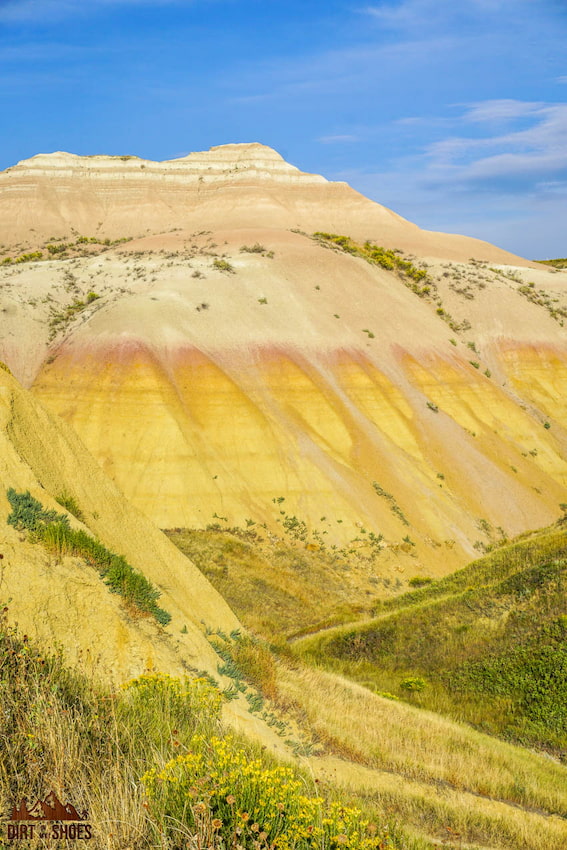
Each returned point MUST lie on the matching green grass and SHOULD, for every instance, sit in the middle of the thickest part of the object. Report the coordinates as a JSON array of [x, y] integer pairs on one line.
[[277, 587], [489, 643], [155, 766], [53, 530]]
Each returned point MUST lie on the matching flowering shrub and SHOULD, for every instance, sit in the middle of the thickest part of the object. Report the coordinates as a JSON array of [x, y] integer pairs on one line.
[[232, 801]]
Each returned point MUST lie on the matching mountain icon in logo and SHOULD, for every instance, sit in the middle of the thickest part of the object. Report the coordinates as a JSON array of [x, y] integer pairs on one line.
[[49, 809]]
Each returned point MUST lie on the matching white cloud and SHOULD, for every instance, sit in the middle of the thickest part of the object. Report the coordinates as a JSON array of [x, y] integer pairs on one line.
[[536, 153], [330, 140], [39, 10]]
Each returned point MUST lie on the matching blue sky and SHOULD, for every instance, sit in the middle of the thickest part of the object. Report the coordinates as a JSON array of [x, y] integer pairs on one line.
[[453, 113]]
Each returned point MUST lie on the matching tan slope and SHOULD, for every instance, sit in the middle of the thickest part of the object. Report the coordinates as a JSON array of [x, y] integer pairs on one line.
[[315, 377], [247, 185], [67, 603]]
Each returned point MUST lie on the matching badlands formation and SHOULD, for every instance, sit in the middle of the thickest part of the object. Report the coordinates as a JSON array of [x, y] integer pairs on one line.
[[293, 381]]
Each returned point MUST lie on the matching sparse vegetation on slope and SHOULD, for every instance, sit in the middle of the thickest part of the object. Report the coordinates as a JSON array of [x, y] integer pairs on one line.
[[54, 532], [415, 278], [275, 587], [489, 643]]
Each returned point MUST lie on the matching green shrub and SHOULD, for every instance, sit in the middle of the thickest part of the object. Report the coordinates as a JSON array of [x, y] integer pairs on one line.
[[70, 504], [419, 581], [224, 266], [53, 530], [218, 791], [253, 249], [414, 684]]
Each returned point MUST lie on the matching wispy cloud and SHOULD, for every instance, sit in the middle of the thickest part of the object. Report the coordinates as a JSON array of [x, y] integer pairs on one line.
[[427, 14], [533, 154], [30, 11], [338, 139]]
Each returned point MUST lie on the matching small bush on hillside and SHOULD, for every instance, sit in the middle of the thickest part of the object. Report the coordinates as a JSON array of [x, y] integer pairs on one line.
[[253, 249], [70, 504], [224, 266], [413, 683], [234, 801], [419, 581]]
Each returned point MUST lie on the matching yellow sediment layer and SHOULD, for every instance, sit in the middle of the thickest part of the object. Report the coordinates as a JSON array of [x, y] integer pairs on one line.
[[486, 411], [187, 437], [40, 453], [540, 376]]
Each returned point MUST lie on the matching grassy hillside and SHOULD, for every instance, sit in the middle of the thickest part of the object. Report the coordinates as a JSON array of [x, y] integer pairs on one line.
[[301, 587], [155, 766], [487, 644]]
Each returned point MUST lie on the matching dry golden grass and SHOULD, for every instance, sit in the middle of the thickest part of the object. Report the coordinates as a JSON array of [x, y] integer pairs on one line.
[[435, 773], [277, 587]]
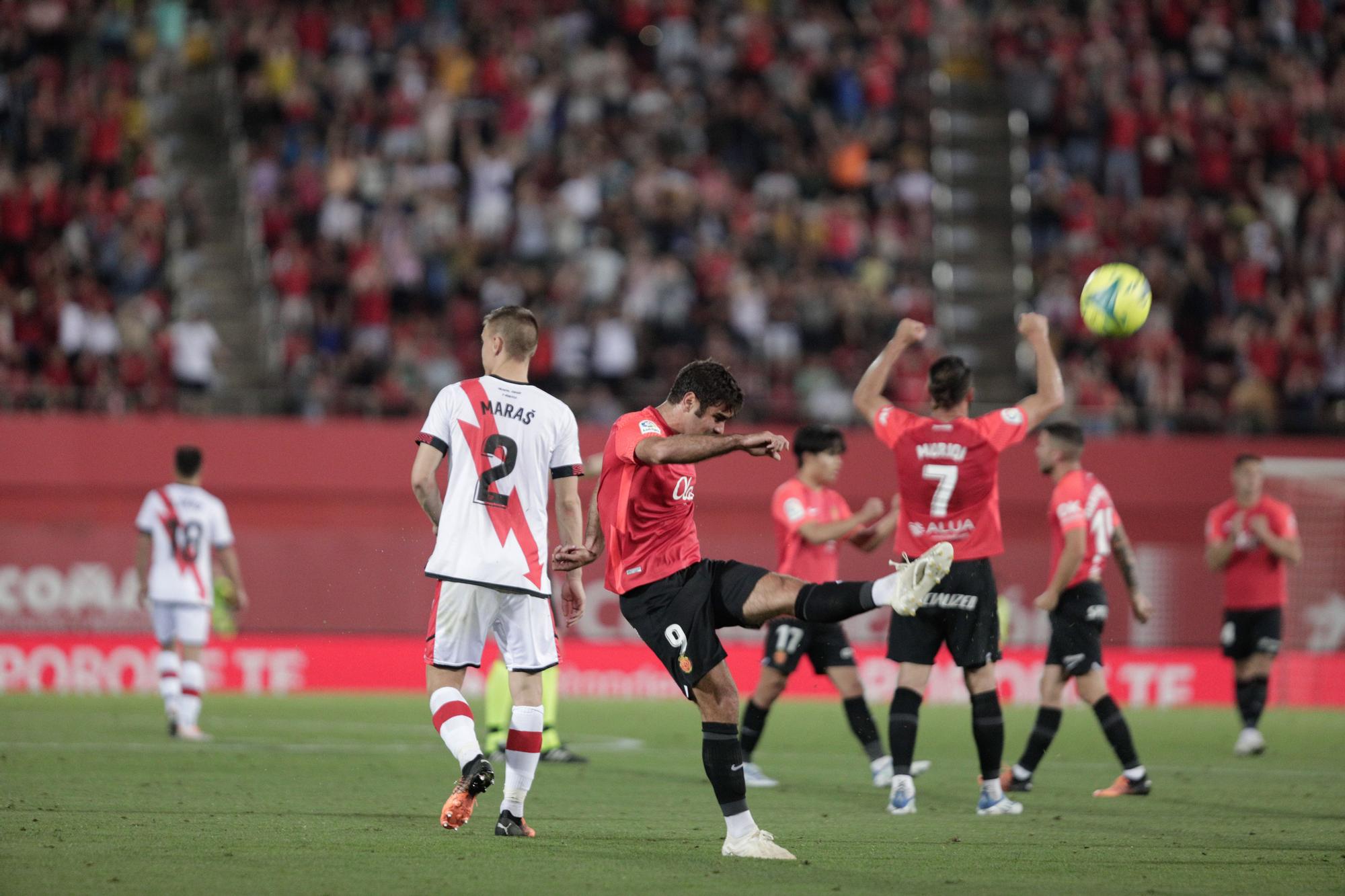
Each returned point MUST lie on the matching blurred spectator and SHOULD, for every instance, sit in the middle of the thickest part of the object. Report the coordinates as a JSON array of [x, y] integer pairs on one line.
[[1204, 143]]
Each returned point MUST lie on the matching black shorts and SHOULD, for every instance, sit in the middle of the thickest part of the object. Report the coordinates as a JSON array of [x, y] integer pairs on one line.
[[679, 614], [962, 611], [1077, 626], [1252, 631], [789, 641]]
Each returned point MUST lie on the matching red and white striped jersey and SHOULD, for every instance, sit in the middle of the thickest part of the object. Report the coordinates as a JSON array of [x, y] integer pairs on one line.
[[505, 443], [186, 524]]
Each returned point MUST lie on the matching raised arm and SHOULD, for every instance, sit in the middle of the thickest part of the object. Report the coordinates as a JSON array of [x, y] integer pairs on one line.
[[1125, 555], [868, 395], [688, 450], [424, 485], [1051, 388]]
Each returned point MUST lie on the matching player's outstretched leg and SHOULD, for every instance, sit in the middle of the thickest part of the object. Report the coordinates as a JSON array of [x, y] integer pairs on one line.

■ **Aim of the task**: Scale everything from the line containing "Each returned point MUST lie on the matching yellow" down to the line containing "[[486, 411], [187, 437], [40, 453], [540, 376]]" by writing those lines out again in full, item wording included. Multiply every point coordinate in the answers by 2.45 and round each to the nearest whole number, with halves rounded up.

■ **Answer below**:
Each returned point MUST lie on the matching yellow sediment layer and SHOULD, for every instance, sit in the middle of the thickest part of the object. Report the coordinates as a JSON array of [x, y] integer pairs on one line.
[[1191, 1007], [458, 1071], [98, 1110], [1323, 921]]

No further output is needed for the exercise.